◆ INPUT MATERIAL:
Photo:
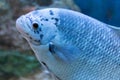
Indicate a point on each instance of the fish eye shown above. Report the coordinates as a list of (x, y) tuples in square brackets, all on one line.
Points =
[(35, 25)]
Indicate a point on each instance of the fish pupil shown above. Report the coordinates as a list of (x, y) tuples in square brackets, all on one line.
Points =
[(35, 26)]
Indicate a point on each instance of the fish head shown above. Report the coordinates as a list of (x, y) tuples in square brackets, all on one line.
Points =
[(38, 27)]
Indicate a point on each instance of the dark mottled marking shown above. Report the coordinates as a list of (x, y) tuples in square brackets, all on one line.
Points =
[(52, 18), (46, 19), (40, 29), (30, 38), (51, 12), (41, 36), (42, 19), (35, 12), (37, 32), (56, 19), (37, 40), (51, 48)]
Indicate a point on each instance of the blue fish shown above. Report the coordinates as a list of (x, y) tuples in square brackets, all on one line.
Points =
[(74, 46)]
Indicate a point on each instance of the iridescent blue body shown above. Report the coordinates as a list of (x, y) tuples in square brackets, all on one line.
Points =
[(85, 48)]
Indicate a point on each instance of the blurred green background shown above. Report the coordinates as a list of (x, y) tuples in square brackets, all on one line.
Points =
[(16, 58)]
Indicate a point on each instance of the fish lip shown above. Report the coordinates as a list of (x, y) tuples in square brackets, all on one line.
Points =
[(35, 42)]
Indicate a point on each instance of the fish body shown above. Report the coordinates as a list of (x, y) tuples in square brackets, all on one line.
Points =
[(73, 46)]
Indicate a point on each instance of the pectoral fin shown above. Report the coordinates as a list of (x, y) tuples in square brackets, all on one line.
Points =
[(64, 52)]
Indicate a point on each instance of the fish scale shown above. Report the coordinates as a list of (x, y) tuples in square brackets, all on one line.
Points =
[(97, 45)]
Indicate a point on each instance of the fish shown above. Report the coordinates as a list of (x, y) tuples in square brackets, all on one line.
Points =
[(73, 45)]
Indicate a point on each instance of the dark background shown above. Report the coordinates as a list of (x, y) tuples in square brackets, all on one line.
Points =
[(16, 58)]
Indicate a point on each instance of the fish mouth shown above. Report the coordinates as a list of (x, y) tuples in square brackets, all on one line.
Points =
[(35, 42)]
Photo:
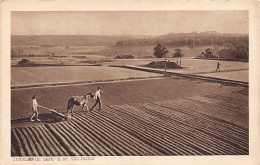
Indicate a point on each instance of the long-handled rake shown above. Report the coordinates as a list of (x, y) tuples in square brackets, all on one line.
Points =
[(57, 115)]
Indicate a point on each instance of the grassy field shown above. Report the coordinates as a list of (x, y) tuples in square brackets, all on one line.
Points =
[(106, 51), (24, 76)]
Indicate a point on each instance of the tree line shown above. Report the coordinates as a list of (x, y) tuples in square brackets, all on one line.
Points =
[(187, 39)]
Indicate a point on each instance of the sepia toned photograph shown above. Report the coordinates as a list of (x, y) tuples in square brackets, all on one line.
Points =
[(129, 83)]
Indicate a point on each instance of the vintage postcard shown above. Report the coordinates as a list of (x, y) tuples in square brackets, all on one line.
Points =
[(129, 82)]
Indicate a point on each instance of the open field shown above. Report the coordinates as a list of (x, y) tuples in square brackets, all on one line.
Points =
[(151, 117), (106, 51), (24, 76)]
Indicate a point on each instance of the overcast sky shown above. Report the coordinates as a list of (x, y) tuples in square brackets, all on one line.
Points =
[(132, 22)]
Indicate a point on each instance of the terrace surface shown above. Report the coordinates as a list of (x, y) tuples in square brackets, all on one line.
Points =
[(168, 116), (198, 125)]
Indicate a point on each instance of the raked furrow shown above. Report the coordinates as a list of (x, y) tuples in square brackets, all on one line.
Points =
[(172, 133), (194, 121), (198, 125), (135, 144), (106, 130), (149, 132), (189, 130)]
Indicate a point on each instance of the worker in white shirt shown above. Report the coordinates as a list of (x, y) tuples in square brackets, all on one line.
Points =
[(35, 111), (97, 98)]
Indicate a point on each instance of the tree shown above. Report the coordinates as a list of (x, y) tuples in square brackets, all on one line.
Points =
[(160, 51)]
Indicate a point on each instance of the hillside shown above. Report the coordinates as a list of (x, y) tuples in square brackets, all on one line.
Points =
[(67, 40), (171, 39)]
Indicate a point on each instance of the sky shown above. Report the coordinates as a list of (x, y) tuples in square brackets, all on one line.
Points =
[(127, 22)]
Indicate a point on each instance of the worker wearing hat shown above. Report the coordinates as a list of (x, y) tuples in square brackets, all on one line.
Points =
[(97, 97), (34, 107)]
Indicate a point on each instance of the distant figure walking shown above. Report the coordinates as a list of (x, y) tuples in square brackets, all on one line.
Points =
[(35, 111), (218, 67), (98, 98)]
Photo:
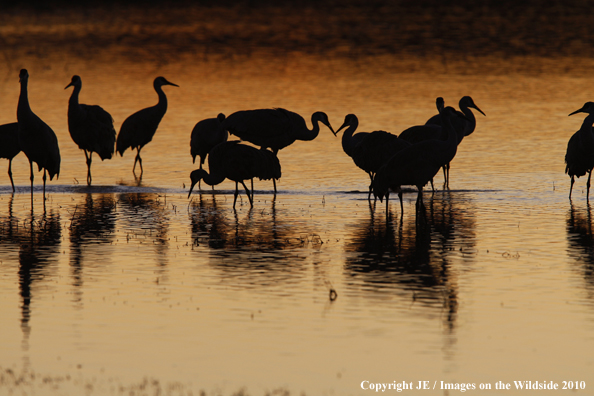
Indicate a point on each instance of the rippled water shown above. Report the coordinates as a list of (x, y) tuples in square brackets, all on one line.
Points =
[(128, 287)]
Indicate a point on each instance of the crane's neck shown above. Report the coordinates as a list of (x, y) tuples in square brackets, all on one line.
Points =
[(23, 105), (586, 134), (162, 104), (74, 97), (471, 123), (348, 143), (213, 178)]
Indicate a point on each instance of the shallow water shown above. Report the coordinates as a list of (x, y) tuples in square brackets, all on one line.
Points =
[(129, 287)]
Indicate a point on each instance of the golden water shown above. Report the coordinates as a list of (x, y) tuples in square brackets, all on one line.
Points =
[(126, 287)]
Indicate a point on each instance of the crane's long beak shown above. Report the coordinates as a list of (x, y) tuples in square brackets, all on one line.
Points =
[(480, 111), (346, 124)]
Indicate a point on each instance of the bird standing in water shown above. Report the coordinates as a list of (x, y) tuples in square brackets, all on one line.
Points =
[(139, 128), (205, 136), (237, 162), (274, 128), (369, 150), (91, 127), (416, 165), (37, 140), (580, 149), (9, 145)]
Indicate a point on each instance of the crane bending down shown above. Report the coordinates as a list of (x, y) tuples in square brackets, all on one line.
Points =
[(237, 162), (580, 149), (90, 127), (37, 140), (139, 128), (9, 145), (464, 125), (274, 128), (417, 164), (369, 150)]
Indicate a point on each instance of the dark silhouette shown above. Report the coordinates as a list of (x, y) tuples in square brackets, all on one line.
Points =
[(417, 164), (369, 150), (206, 135), (274, 128), (237, 162), (37, 140), (580, 149), (9, 145), (91, 127), (139, 128)]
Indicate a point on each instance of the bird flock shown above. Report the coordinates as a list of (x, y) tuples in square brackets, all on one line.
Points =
[(411, 158)]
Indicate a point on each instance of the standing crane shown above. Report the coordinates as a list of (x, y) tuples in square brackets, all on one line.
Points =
[(274, 128), (205, 136), (9, 145), (139, 128), (580, 149), (369, 150), (237, 162), (417, 165), (91, 127), (37, 140)]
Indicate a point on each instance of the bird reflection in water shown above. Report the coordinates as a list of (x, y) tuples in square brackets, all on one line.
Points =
[(581, 243), (144, 217), (38, 242), (255, 249), (92, 222), (413, 258)]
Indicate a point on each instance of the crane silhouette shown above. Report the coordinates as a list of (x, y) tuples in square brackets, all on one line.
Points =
[(206, 135), (9, 145), (91, 127), (139, 128), (37, 140), (417, 165), (580, 149), (274, 128), (464, 125), (369, 150), (237, 162)]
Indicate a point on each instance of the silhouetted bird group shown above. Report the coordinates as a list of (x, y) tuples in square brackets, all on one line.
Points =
[(411, 158)]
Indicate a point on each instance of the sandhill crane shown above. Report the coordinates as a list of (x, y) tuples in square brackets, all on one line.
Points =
[(9, 145), (37, 140), (139, 128), (369, 150), (91, 127), (237, 162), (416, 165), (274, 128), (580, 149), (206, 135)]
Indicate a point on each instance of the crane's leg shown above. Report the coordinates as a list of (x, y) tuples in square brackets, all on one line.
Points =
[(235, 196), (89, 160), (44, 179), (588, 185), (31, 177), (10, 173), (250, 196), (139, 161)]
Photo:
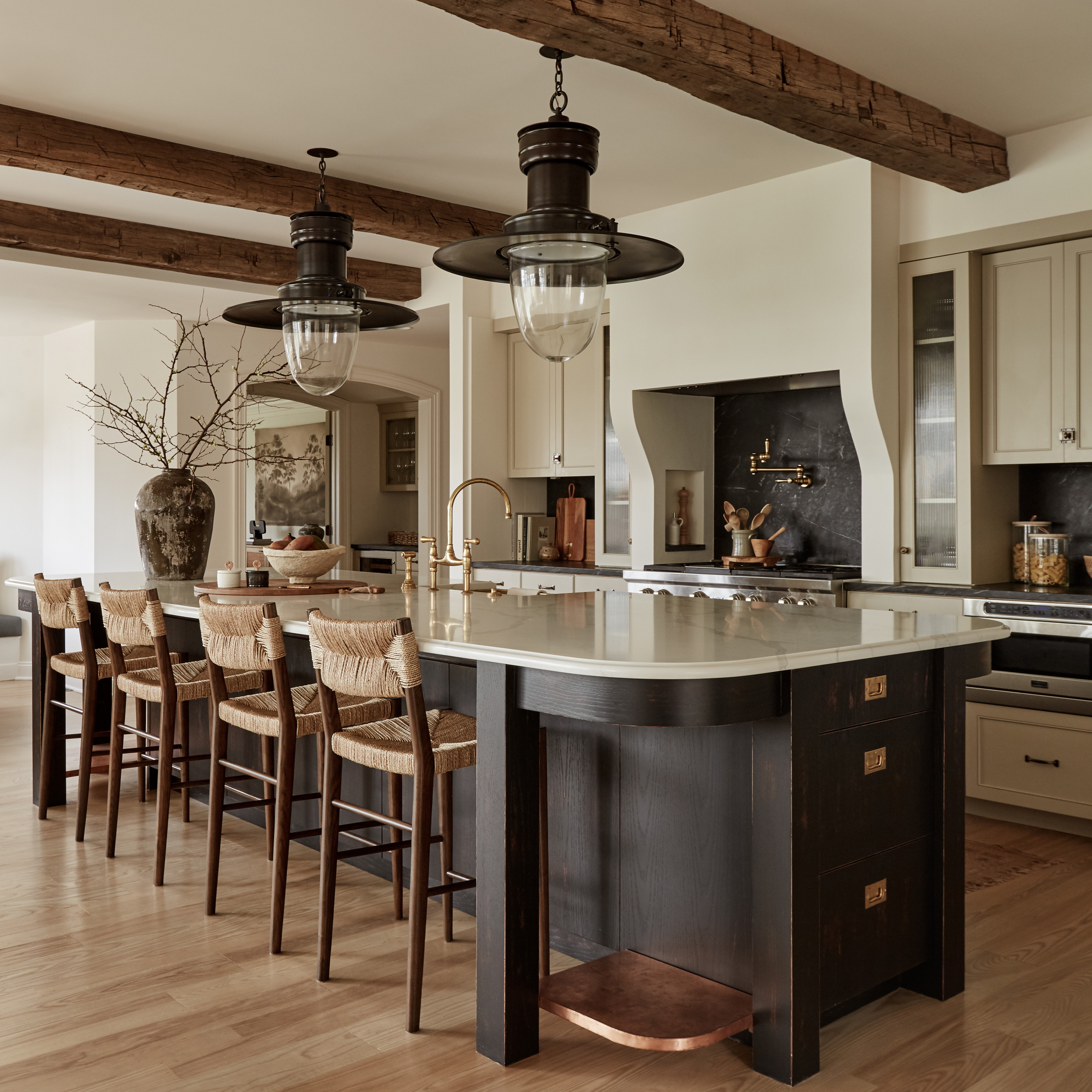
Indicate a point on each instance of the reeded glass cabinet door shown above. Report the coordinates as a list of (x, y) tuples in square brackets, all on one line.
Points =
[(935, 381)]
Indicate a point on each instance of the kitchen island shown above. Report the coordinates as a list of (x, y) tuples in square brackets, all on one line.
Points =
[(765, 797)]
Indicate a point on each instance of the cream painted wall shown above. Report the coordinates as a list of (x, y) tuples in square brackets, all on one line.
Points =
[(1051, 170), (792, 276), (21, 426)]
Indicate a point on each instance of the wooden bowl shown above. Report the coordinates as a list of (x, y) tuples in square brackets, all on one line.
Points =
[(304, 566)]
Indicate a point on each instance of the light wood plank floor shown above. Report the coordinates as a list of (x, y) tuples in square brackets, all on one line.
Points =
[(108, 983)]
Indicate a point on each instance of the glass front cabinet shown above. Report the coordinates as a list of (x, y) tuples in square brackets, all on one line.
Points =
[(955, 510)]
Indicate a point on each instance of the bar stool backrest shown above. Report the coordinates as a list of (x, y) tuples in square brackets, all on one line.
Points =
[(247, 638), (371, 660), (135, 617), (63, 604)]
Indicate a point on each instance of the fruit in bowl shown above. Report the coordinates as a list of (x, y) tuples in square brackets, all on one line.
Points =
[(303, 565)]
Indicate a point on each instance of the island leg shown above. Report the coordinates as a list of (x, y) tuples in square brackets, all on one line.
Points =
[(786, 900), (507, 870)]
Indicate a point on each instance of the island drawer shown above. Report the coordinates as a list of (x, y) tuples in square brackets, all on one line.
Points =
[(841, 696), (875, 920), (876, 789)]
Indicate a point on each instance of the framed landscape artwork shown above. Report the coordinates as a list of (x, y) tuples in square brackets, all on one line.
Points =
[(289, 492)]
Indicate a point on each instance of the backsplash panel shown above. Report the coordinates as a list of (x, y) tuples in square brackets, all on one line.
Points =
[(823, 522), (1062, 493)]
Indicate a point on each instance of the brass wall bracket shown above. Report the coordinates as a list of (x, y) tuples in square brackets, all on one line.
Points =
[(800, 477)]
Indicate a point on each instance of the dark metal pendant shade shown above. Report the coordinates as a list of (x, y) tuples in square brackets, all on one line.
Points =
[(559, 158), (323, 239)]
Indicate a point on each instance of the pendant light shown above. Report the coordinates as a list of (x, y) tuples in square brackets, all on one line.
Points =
[(559, 256), (321, 313)]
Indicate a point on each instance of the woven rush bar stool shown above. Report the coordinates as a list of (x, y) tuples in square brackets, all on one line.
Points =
[(379, 659), (63, 604), (250, 638), (173, 686)]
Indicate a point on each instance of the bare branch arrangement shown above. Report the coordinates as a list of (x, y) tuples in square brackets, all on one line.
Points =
[(139, 424)]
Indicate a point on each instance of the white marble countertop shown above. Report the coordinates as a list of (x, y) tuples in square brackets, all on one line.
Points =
[(608, 634)]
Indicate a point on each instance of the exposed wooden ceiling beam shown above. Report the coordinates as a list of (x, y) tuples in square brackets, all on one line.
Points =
[(42, 142), (76, 235), (721, 61)]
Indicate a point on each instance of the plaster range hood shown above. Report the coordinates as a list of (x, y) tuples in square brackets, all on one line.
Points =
[(801, 381)]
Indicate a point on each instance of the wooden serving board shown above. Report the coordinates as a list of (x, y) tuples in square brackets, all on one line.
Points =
[(283, 588)]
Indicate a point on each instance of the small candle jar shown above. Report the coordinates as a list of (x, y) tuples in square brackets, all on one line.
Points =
[(1021, 548), (1049, 559)]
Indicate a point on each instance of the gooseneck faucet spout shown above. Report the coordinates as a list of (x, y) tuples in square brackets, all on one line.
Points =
[(449, 555)]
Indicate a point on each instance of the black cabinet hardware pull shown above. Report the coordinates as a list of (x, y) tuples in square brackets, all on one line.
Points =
[(1041, 762)]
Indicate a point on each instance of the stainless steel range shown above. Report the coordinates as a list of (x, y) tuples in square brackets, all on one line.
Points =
[(806, 586)]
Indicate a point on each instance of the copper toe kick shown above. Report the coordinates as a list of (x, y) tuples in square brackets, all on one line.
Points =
[(639, 1002)]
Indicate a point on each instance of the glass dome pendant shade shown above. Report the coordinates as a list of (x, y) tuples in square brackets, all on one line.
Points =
[(557, 292), (321, 314), (559, 257)]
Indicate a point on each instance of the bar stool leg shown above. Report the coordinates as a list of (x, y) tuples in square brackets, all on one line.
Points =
[(114, 790), (87, 746), (419, 896), (218, 747), (328, 877), (167, 713), (184, 739), (447, 862), (285, 780), (395, 808), (269, 767), (140, 719), (48, 719)]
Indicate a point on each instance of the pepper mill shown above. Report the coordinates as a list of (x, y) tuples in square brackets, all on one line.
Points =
[(684, 517)]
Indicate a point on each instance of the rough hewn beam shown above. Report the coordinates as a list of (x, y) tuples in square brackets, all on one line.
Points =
[(76, 235), (42, 142), (721, 61)]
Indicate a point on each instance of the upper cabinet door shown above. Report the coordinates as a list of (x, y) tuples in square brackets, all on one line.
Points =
[(1078, 265), (1024, 387)]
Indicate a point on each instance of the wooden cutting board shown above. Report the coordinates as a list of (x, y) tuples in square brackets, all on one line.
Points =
[(572, 517)]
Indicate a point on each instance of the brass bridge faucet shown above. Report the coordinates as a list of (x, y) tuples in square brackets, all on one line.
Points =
[(802, 480), (449, 556)]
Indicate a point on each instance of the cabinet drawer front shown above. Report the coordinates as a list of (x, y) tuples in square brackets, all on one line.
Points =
[(877, 788), (1019, 756), (841, 696), (862, 946)]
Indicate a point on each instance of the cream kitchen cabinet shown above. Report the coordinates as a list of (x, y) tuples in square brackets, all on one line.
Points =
[(555, 412), (955, 512)]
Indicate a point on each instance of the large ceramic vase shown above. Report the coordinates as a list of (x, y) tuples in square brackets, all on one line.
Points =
[(174, 526)]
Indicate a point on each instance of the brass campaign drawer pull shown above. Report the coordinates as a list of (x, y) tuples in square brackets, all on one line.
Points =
[(875, 894), (875, 761)]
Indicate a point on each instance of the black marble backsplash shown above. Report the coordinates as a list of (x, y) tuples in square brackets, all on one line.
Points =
[(823, 522), (1062, 493), (559, 488)]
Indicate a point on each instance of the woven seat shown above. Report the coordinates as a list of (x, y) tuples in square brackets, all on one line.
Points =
[(257, 712), (192, 680), (388, 745), (138, 658)]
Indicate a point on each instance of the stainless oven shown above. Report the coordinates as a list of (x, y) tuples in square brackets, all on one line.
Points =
[(1049, 655)]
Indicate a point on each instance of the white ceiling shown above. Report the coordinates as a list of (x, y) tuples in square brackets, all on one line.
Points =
[(421, 101)]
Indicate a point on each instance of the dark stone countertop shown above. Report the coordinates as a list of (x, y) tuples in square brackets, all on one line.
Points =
[(585, 568), (1079, 593)]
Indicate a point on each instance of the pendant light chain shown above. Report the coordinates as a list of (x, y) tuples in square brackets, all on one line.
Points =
[(559, 100)]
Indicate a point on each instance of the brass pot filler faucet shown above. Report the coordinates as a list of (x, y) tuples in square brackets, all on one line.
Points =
[(449, 557)]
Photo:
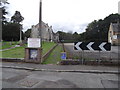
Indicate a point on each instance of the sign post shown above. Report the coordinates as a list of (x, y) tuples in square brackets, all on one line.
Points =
[(33, 52), (92, 46)]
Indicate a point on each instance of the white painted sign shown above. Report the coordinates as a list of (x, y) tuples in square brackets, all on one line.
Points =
[(114, 36), (34, 42)]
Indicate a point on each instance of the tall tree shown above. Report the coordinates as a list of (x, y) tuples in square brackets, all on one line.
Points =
[(3, 4), (17, 17)]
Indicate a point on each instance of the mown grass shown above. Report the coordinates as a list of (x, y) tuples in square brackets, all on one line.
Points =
[(5, 44), (19, 52), (55, 56)]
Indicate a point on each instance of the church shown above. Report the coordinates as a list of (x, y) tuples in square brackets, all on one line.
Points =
[(114, 34)]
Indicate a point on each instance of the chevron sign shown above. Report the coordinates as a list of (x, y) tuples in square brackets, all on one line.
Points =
[(92, 46)]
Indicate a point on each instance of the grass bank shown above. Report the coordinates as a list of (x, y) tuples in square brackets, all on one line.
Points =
[(55, 56)]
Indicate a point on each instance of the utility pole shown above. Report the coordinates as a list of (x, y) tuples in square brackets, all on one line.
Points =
[(0, 24), (40, 22)]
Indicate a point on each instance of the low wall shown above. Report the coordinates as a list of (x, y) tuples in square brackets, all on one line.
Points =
[(90, 62), (48, 53)]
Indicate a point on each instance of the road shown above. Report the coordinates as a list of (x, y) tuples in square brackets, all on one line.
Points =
[(15, 78), (111, 55)]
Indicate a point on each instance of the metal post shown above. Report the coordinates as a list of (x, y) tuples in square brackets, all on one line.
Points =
[(20, 34), (40, 22), (1, 24), (82, 56)]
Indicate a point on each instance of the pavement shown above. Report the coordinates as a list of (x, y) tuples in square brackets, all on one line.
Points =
[(29, 75)]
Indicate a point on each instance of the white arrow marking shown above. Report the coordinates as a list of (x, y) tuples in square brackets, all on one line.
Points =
[(101, 46), (77, 46), (89, 46)]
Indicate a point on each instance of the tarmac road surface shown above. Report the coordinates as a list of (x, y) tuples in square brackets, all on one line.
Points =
[(109, 55)]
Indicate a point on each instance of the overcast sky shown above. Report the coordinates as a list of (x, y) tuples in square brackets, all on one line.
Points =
[(64, 15)]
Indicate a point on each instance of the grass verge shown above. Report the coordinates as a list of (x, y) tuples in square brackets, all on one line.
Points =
[(4, 45), (55, 56), (19, 52)]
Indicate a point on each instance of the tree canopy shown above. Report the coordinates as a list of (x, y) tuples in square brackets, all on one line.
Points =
[(17, 17)]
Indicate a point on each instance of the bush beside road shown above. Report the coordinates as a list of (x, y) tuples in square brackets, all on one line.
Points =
[(19, 52)]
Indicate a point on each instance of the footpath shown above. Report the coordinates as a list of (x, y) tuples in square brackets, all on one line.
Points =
[(28, 75), (61, 68)]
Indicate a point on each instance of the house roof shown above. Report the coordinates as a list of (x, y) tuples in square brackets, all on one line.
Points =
[(116, 27)]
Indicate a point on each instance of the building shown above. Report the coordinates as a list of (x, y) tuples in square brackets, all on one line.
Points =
[(47, 33), (114, 33)]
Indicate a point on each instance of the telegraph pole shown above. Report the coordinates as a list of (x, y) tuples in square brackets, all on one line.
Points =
[(40, 22)]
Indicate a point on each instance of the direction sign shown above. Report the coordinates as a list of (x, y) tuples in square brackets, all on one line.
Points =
[(63, 55), (92, 46)]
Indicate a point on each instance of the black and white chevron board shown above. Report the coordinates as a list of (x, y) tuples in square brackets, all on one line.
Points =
[(92, 46)]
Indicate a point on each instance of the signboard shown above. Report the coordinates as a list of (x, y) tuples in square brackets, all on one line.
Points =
[(114, 36), (101, 46), (34, 42), (63, 55)]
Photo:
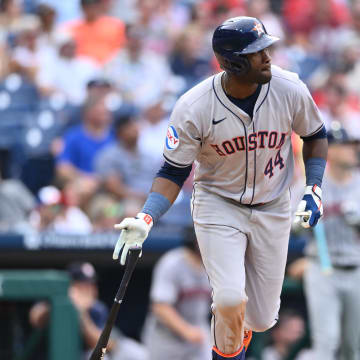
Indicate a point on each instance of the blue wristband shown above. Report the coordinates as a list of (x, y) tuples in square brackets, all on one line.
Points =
[(156, 205), (314, 169)]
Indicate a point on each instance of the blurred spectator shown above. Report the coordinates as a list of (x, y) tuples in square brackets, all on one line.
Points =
[(158, 28), (178, 324), (82, 142), (47, 17), (96, 35), (25, 57), (58, 212), (124, 171), (289, 329), (66, 10), (141, 76), (337, 108), (154, 125), (12, 20), (261, 9), (333, 299), (187, 57), (83, 292), (16, 204), (105, 211), (53, 75), (305, 16)]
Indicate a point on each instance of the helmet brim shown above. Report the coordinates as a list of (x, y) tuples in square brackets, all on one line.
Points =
[(258, 45)]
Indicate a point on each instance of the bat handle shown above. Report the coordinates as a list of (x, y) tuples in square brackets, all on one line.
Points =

◆ WHAT THE EXERCISE ASKS: Among the lines above, find those carrying the word "drawer" and copy them out.

◆ WRITTEN ANSWER:
Indicate a point on each instance of the island drawer shown above. Report the coordinates as a list of (x, y) tuples in square brackets, all on one line.
Indicate a point on each instance of the cabinet drawer front shown above. Report the coordinates as a list of (x, y) tuples in square brackets, all on one line.
Indicate a point on each instance of the brass campaign drawer pull shown above. Report the coordinates as a list of (x, y) tuples in square brackets, all on one line.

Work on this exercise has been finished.